+++ INFORMATION GIVEN +++
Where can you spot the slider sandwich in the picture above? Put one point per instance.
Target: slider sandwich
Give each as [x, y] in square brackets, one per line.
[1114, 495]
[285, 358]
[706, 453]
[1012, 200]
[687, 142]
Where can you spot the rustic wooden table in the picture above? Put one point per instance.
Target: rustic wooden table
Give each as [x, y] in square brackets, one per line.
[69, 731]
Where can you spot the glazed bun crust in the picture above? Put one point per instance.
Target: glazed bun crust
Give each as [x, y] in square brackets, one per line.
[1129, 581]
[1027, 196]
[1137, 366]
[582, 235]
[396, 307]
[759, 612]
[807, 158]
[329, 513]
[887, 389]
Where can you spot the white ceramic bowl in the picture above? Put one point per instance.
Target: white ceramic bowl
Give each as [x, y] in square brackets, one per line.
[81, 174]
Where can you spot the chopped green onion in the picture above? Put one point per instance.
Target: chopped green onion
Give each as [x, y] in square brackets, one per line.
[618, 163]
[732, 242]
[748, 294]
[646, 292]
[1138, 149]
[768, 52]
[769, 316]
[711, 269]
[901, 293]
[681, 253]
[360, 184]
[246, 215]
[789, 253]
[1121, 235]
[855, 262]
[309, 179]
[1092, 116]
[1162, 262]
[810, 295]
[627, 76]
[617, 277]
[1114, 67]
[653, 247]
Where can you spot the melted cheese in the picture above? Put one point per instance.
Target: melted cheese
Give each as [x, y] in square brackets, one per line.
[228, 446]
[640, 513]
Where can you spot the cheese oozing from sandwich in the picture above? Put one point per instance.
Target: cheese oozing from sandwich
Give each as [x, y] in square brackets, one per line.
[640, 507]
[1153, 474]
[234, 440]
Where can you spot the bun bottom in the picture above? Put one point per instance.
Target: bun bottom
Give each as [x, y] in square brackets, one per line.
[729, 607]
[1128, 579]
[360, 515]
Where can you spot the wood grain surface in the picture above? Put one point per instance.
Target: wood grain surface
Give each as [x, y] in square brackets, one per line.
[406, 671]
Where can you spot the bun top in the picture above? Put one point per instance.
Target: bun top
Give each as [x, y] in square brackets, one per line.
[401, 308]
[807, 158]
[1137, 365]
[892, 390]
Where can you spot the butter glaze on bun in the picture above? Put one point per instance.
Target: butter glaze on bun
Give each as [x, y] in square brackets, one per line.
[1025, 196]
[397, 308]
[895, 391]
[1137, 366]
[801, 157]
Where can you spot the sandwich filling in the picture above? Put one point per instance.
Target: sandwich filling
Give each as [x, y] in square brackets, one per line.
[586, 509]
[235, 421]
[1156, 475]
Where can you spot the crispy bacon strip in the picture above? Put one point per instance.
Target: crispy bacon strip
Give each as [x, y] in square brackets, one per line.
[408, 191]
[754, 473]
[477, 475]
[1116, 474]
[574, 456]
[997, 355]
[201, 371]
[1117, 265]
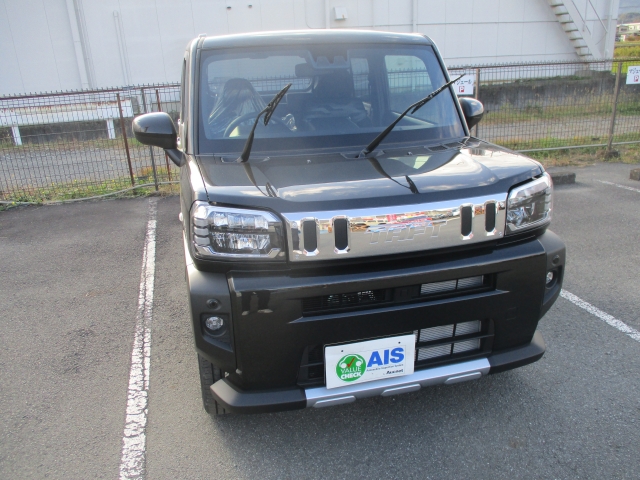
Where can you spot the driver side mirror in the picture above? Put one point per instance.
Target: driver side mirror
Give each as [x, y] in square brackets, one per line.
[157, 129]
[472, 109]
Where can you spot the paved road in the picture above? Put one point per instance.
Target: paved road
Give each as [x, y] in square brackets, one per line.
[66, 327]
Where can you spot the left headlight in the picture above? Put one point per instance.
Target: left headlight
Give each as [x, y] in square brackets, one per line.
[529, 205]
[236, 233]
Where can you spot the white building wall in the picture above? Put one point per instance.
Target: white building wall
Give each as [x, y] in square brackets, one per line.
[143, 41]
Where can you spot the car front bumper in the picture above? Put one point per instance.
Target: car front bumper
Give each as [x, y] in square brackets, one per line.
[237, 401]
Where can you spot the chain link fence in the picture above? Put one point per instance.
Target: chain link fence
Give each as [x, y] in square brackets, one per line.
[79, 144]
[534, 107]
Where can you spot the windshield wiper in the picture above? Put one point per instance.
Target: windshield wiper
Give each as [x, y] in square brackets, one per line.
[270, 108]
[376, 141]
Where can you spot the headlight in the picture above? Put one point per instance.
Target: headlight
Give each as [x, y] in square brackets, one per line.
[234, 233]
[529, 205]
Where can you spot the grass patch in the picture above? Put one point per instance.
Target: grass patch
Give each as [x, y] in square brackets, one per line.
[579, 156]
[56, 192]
+++
+++ INFORMATION GIVEN +++
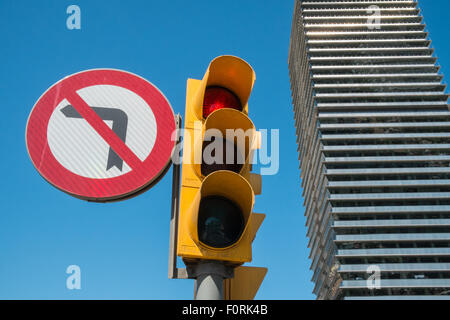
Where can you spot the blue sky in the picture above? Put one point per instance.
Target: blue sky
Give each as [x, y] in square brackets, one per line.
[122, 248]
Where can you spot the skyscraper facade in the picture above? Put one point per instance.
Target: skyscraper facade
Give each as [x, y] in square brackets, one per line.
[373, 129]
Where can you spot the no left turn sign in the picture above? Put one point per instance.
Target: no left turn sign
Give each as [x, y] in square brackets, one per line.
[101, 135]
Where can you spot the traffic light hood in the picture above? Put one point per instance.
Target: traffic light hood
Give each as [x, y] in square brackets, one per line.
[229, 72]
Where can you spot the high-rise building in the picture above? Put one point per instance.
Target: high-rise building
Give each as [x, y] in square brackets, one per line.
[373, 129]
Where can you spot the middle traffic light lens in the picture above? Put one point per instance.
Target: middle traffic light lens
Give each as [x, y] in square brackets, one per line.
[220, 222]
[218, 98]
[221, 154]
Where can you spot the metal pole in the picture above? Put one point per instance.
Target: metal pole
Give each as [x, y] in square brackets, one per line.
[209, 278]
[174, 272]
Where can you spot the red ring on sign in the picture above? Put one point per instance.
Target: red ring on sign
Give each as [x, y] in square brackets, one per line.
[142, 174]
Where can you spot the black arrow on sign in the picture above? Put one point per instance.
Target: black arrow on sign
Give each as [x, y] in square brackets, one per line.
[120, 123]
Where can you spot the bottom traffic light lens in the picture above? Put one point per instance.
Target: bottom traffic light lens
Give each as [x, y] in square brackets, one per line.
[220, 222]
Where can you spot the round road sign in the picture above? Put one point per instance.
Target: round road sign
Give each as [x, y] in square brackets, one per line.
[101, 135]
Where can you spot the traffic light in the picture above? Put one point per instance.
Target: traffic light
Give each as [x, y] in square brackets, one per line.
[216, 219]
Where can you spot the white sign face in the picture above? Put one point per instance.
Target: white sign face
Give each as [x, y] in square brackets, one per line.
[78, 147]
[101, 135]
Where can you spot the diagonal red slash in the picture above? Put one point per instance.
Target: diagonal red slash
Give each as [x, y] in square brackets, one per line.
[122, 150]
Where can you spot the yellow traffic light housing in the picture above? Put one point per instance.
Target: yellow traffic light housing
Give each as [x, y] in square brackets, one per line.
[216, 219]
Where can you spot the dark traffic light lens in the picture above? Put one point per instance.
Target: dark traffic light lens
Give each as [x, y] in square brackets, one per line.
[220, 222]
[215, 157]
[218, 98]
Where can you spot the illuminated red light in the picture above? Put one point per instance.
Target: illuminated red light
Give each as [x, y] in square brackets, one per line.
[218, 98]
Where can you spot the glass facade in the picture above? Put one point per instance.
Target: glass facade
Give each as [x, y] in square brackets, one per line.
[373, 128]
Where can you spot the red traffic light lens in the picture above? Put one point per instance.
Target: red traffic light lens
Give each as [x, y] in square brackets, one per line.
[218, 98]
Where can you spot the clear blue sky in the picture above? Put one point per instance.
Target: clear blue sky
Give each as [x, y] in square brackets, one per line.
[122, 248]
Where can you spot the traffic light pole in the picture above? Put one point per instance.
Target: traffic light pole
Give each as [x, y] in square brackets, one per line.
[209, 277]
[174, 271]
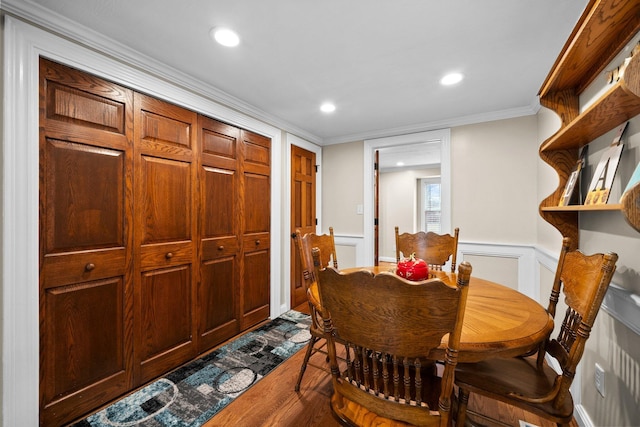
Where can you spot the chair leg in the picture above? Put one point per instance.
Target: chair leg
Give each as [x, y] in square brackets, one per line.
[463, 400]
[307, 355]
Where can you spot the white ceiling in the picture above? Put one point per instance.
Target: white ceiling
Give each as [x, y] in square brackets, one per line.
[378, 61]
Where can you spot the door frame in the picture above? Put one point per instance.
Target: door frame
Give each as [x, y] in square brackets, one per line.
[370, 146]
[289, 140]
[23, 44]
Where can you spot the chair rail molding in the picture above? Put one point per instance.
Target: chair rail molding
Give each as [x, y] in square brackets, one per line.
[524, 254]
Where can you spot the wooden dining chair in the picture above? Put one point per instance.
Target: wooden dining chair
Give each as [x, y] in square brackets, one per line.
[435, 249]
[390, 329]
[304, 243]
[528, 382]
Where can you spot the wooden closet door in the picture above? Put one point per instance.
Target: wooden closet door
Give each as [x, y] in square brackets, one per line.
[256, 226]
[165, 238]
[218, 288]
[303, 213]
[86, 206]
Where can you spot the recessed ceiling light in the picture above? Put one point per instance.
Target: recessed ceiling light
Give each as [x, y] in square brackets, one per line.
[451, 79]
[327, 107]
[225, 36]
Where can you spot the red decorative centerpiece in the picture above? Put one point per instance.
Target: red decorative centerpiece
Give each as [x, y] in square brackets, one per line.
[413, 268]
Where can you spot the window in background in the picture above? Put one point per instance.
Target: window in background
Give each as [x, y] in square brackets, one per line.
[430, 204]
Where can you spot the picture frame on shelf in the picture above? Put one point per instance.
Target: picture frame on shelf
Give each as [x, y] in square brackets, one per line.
+++
+++ INFORMATION GIVEN +++
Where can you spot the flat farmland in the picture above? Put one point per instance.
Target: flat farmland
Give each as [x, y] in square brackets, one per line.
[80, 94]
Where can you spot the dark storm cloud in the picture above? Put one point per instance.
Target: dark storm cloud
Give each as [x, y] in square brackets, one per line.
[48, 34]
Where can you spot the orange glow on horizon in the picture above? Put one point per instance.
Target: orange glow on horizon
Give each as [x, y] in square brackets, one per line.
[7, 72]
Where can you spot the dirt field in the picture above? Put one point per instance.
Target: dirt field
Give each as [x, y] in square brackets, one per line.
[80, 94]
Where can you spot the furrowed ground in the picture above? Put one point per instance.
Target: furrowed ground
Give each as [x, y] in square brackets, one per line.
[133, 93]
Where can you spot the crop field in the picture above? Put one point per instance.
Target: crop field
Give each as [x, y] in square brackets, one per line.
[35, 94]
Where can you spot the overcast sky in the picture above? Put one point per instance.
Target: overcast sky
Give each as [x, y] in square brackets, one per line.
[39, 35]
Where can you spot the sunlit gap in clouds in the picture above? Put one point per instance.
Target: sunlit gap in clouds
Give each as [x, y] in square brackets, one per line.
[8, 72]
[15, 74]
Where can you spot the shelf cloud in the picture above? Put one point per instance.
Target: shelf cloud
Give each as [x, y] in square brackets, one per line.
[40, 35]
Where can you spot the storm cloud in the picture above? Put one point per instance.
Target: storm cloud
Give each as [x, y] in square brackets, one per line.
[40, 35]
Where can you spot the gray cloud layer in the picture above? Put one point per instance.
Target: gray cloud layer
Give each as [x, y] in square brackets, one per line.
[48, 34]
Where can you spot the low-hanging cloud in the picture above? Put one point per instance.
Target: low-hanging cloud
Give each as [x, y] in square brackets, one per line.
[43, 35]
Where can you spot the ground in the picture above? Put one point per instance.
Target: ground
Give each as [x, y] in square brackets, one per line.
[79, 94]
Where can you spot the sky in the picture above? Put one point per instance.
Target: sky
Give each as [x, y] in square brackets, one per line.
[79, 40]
+++
▶ _SHORT PROBLEM_: Locate every line in the records above that contains the word "blue", and copy each of those lines.

▶ _EXERCISE ANSWER_:
Where can you spot the blue sky in the picture above? Put one point per instance.
Target: blue sky
Where can you spot the clear blue sky in the picture above? Put one point per instance.
Target: clear blue sky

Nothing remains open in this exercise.